[Aim]: From the blog post about Sita Sings the Blues, list the forms of payment it says belong to this era, in contrast to paying money upfront.

[Text passage]:

Posts Tagged ‘film’

Sita Sings the Blues; or why music licensing stifles creativity

Monday, March 9th, 2009

Sita Sings The Blues

Sita Sings The Blues is a wonderful film mixing a Sanskirt ancient epic with great 1920′s music and incredible animation. Nina Paley spent 3 years doing this I think partly autobiographical animation – in parts incredibly breathtaking, laugh-out-loud funny, charming, and moving.

So can you see it? I mean those 1920′s songs must be out of copyright, right? Until very recently, no:

I really recommend all of you watch the above video – the history and situation of music licensing aka ‘sync rights’ is in the dark ages, and confusing especially for stuff which has lapsed mechanical copyrights – ie. you can copy it, put it in your iPod, even create compilations of it and sell them for small amounts – but put them in a movie? No, you’ll get charged 15-20,000 dollars for something where everyone is now long dead, even if you’re a non-profit, or not planning to make any money off it, or even have to play $500 dollars per song JUST to show it at a festival! Does that sound like a cartel to you?

I mean in this day and age the whole ‘we have to pay money upfront’ just seems stupid, and rather like blackmail in this era of micropayments, royalties and subscriptions. I think artists should get paid if something commercially takes off, yes – but in the areas where it doesn’t make money I cannot see how it can harm – in fact it eventually harms the artist and their families because they get less exposure and less royalties because people avoid their music. It’s really protection money.

[Data listing]:

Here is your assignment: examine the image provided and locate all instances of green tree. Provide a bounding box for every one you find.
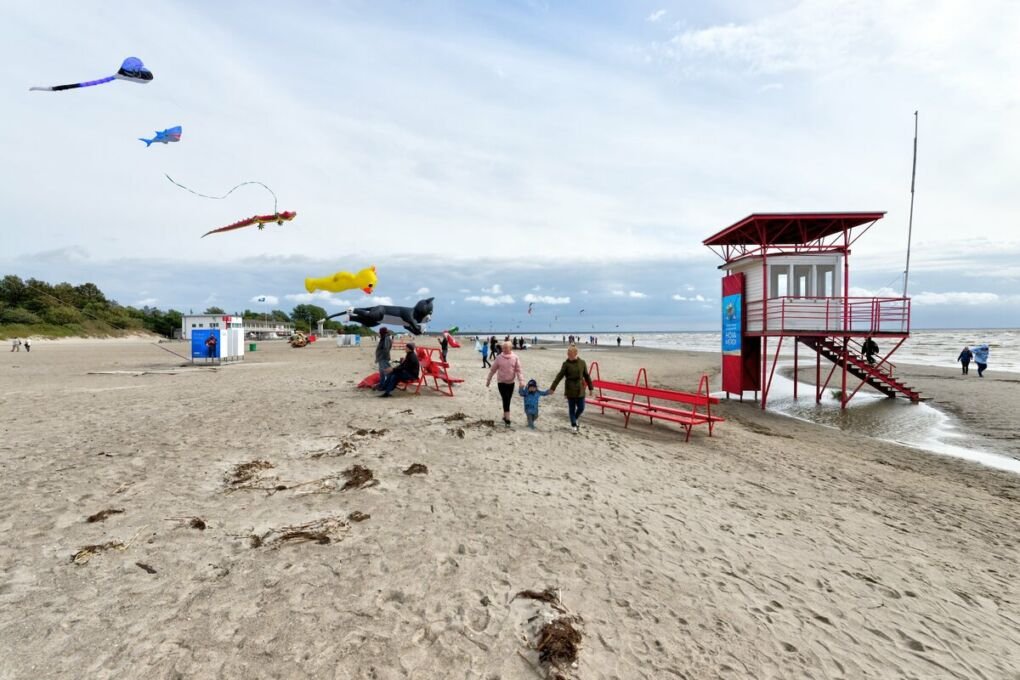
[0,274,29,307]
[0,307,43,324]
[43,305,85,326]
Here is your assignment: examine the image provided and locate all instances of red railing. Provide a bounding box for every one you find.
[745,296,910,333]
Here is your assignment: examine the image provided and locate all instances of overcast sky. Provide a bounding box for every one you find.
[0,0,1020,330]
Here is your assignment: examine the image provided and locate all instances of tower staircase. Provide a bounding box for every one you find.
[797,335,921,403]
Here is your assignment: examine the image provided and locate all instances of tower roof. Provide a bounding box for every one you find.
[703,211,885,247]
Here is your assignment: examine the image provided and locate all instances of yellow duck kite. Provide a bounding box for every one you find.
[305,266,378,295]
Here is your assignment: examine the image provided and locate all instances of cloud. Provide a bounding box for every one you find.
[911,292,1007,307]
[284,291,354,309]
[524,293,570,305]
[464,295,514,307]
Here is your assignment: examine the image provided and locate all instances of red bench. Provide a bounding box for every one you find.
[588,362,723,441]
[398,347,464,397]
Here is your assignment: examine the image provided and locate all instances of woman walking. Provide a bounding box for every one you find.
[486,343,524,427]
[549,345,595,434]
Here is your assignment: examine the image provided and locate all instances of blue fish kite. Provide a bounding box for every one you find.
[138,125,181,149]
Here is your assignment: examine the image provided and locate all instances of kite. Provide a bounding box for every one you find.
[199,210,298,239]
[29,57,152,92]
[138,125,181,149]
[305,266,378,295]
[164,174,298,239]
[325,298,435,335]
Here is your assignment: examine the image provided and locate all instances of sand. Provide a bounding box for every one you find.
[0,342,1020,680]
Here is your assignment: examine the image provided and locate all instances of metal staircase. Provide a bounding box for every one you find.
[797,335,922,403]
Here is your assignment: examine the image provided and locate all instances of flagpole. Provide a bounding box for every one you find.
[903,111,917,298]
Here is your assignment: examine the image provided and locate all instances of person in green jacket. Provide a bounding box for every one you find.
[549,345,595,434]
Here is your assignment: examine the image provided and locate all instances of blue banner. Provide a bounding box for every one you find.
[722,293,744,354]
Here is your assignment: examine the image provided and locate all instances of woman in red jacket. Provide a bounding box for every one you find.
[486,343,524,427]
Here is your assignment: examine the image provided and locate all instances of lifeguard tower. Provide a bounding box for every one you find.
[704,212,921,409]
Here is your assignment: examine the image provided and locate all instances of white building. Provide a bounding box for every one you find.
[181,314,232,339]
[181,314,245,361]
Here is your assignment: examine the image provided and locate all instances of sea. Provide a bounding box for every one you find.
[528,328,1020,373]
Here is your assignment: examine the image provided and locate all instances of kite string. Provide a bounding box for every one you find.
[163,173,279,214]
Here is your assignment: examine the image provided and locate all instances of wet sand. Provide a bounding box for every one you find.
[0,343,1020,680]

[Exercise output]: micropayments, royalties, subscriptions